■ **GOAL**
Reproduce verbatim the lines of the entries below, beginning with the line that contains "Annotation task — pin every instance of the white round" and continuing through the final line of the entries.

■ **WORKING DATA**
* * * * * * * * *

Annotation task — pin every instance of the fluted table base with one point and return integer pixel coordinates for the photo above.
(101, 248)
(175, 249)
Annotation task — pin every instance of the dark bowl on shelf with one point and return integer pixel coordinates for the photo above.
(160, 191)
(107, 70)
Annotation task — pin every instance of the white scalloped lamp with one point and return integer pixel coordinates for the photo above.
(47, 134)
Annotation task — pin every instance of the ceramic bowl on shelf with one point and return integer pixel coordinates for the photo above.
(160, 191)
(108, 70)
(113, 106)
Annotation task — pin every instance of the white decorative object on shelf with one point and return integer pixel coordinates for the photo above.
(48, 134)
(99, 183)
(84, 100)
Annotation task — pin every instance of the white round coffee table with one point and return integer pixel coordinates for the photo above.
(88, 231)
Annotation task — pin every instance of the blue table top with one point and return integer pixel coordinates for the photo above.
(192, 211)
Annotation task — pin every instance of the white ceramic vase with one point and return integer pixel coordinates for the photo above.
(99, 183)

* * * * * * * * *

■ **RESULT OF THE TASK**
Annotation task — pin every instance of the white round coffee table with one point and return integer pixel coordinates for the photo above.
(88, 231)
Annotation task — pin every instance of the blue table top with one point and return integer pixel coordinates for the photo above.
(192, 211)
Annotation task — pin every instance of the white ceramic vase with one point and return integer pixel coordinates for the photo above.
(99, 183)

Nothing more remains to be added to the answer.